━━━ Document excerpt

Hi,

We have managed to stabilize the DNS udpate in out network. Now the current
situation is.
I have 3 hosts that can run the engine (hosted-engine).
They were all in the 10.8.236.x. Now i have moved one of them in the
10.16.248.x.

If i boot the engine on one of the host that is in the 10.8.236.x the
engine is going up with status "good". I can access the engine UI. I can
see all my hosts even the one in the 10.16.248.x network.

But if i boot the engine on the hosted-engine host that was switch to the
10.16.248.x the engine is booting. I can ssh to it but the status is always
" fail for liveliness check".
The main difference is that when i boot on the host that is in the
10.16.248.x network the engine gets a address in the 248.x network.

━━━━━━
━━━ Recorded information

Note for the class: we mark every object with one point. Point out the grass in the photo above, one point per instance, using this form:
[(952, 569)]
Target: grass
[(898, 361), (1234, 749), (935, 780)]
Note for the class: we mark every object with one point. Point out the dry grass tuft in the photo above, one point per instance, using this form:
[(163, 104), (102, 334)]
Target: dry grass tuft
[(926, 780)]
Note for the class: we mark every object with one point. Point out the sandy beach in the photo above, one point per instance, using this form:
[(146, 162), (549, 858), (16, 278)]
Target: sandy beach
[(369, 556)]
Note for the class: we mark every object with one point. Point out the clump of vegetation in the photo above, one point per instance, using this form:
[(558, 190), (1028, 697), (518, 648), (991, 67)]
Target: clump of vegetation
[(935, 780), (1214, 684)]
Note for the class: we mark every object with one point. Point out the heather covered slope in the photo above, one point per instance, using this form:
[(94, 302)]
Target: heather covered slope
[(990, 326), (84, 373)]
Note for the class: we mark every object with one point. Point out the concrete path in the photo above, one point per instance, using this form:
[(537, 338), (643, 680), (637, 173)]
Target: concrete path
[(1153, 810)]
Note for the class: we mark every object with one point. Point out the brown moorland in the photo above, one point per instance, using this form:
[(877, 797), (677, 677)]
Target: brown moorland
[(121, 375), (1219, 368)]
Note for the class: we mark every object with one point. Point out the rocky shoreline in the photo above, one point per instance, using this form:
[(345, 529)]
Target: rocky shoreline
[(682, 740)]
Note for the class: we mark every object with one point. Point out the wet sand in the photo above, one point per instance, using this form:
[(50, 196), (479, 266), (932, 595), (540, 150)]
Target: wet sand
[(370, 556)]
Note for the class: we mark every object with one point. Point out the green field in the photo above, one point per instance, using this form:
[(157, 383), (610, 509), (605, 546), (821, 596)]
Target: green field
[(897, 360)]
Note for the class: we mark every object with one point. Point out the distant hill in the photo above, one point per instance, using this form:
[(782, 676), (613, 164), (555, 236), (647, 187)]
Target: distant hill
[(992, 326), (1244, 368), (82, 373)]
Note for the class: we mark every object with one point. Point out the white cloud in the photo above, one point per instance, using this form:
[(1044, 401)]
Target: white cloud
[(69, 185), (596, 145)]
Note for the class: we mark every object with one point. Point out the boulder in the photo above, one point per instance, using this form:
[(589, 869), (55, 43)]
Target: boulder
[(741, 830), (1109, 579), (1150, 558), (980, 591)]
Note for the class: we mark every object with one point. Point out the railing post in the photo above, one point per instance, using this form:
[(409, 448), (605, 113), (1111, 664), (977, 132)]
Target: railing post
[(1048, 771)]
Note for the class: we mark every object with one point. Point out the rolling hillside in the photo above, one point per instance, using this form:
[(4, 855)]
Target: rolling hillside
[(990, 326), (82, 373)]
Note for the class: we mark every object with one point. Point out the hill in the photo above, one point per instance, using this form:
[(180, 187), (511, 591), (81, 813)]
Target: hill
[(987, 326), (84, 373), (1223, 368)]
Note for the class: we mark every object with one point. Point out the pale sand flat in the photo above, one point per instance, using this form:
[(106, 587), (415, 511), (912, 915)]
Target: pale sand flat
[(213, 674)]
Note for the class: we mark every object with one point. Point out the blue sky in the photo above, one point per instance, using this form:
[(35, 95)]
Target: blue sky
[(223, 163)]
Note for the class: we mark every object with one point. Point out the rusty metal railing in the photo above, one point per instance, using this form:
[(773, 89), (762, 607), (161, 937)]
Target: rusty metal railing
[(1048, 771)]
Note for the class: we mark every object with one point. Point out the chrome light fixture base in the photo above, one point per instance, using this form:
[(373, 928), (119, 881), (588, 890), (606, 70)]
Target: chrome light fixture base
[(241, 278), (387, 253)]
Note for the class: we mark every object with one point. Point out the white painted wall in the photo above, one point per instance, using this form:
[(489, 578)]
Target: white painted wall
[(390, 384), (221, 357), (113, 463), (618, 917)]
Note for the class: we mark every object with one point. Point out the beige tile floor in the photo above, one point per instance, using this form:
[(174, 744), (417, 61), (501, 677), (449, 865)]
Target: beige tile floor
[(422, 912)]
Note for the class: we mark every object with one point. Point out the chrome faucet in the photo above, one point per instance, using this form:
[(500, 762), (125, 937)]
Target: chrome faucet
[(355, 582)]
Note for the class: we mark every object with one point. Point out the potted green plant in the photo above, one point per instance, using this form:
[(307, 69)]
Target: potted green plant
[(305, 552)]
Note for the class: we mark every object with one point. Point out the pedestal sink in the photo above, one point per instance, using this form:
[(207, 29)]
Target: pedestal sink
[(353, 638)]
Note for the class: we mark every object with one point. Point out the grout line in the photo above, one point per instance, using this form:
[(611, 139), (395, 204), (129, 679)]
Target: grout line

━━━━━━

■ Task instructions ■
a: Answer these questions about the hosted-engine post:
(i) How many hosts can run the engine?
(ii) Which network was one of the hosts moved to?
(iii) What status does the engine always show when it boots on that moved host?
b: Shift the coordinates in the answers by adding 36 to every number, then give everything from the row line containing "out the potted" down to the end of the rows again, requests included.

■ Solutions to the tasks ■
a:
(i) 3
(ii) 10.16.248.x
(iii) " fail for liveliness check"

b:
Note for the class: we mark every object with one point. Point out the potted green plant in the photo above, one point per instance, using this form:
[(307, 69)]
Target: potted green plant
[(341, 588)]
Note for the class: we mark every object with one point. Point out the pedestal sink in the photo above, one point per instance, using this form:
[(207, 29)]
Target: pedestal sink
[(389, 674)]
Note for the class: we mark every object with one point. Point out the grout line in the photo above, one point per instance, using this form:
[(611, 139), (395, 204), (129, 679)]
Target: grout line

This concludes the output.